> TEXT PROVIDED
#####

# NCEES Credential Evaluation - Required Documents



## PeeVee (Feb 7, 2011)

I have my UG from India and Master's from US. I am planning to apply for PE eam on Oklahoma and the State Board requires a credential evaluation by NCEES. When I checked the ncees website, it tells to pay the $400 before they tell you the documents needed for evaluation. I was jsut wondering what are the documents they usually ask for? If they ask for any document that my University do not provide, will they refulnd my $400?

Anyways, if anybody did it already can you please let me know what are the documents they asked for? I expect the Transcript and Syllabus. Do they ask anything else??

Thanks


----------



## consteng (Feb 7, 2011)

PeeVee said:


> I have my UG from India and Master's from US. I am planning to apply for PE eam on Oklahoma and the State Board requires a credential evaluation by NCEES. When I checked the ncees website, it tells to pay the $400 before they tell you the documents needed for evaluation. I was jsut wondering what are the documents they usually ask for? If they ask for any document that my University do not provide, will they refulnd my $400?
> Anyways, if anybody did it already can you please let me know what are the documents they asked for? I expect the Transcript and Syllabus. Do they ask anything else??
> 
> Thanks



NCEES will need the following from your university:

1. Official Transcript

2. Official copy of Diploma

3. Official Course Descriptions (in English) for all the courses listed on the transcript.

Good luck!


----------



## PeeVee (Feb 8, 2011)

consteng said:


> PeeVee said:
> 
> 
> > I have my UG from India and Master's from US. I am planning to apply for PE eam on Oklahoma and the State Board requires a credential evaluation by NCEES. When I checked the ncees website, it tells to pay the $400 before they tell you the documents needed for evaluation. I was jsut wondering what are the documents they usually ask for? If they ask for any document that my University do not provide, will they refulnd my $400?
> ...



Thank you so much!


----------



## HerrKaLeun (Feb 8, 2011)

consteng said:


> NCEES will need the following from your university: 1. Official Transcript
> 
> 2. Official copy of Diploma
> 
> ...

#####

> DATA LISTING
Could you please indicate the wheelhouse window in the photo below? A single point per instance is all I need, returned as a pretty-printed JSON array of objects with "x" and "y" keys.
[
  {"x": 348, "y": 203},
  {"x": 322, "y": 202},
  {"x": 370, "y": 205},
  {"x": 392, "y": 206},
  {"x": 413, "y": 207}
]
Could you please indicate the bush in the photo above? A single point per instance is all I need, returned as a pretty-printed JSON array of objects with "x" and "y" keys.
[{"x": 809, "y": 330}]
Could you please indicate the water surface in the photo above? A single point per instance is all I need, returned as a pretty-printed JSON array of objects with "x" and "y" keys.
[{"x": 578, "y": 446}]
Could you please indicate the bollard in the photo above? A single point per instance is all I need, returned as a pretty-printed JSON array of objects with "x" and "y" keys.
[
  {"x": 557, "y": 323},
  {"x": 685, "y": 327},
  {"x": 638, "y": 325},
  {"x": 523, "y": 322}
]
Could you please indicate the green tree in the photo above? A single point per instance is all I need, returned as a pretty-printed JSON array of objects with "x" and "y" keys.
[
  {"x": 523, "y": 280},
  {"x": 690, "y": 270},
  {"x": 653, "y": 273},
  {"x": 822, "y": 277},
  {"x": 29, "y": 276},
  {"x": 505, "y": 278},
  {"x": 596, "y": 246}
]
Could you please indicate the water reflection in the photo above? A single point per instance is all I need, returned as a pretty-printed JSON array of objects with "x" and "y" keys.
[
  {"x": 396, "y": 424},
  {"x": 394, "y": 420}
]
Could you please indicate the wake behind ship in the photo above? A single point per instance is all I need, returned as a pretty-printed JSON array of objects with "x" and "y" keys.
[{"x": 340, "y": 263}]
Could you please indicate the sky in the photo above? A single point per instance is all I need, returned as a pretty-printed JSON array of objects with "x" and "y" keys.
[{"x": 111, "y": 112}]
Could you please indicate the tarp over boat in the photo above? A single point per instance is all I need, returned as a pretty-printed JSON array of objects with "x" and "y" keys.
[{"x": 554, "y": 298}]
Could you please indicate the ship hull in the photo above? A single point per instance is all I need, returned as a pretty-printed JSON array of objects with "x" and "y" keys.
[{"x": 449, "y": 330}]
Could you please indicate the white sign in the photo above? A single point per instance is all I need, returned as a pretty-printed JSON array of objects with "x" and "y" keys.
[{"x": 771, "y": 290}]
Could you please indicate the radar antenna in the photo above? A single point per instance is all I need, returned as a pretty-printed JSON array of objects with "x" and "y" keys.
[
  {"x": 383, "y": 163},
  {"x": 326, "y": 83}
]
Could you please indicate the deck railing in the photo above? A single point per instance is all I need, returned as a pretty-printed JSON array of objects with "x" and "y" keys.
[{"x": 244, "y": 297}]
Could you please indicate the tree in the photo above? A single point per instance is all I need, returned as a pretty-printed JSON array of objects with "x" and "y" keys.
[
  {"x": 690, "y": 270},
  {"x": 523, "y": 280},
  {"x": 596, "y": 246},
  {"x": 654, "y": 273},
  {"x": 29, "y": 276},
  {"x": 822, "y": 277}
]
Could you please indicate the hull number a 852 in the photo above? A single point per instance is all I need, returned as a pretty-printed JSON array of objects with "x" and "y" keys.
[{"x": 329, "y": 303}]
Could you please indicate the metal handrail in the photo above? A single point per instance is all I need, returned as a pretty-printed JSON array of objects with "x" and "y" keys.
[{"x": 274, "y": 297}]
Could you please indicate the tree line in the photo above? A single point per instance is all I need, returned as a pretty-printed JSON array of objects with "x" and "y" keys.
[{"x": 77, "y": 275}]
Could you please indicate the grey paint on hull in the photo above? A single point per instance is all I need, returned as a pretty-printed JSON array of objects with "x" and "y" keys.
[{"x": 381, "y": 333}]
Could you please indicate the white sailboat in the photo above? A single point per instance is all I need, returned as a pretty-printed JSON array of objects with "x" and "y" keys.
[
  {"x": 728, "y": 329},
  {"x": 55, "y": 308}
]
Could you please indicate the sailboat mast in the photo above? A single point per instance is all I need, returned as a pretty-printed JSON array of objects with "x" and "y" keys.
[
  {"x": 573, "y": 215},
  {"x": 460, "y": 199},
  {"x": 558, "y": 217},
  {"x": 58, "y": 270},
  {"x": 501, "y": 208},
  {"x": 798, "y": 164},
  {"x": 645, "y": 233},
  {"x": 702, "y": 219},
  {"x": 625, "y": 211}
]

#####

> DIRECTION A
According to the forum thread on NCEES credential evaluation, in which state does PeeVee plan to apply for the PE exam?
> DIRECTION B
Please reproduce word for word the passage of the forum thread on NCEES credential evaluation from "## PeeVee (Feb 8, 2011)" up to and including "you so much!".
None of the lines has anything to do with the forum thread on NCEES credential evaluation.

> EXERCISE RESPONSE A
Oklahoma

> EXERCISE RESPONSE B
## PeeVee (Feb 8, 2011)

consteng said:


> PeeVee said:
> 
> 
> > I have my UG from India and Master's from US. I am planning to apply for PE eam on Oklahoma and the State Board requires a credential evaluation by NCEES. When I checked the ncees website, it tells to pay the $400 before they tell you the documents needed for evaluation. I was jsut wondering what are the documents they usually ask for? If they ask for any document that my University do not provide, will they refulnd my $400?
> ...



Thank you so much!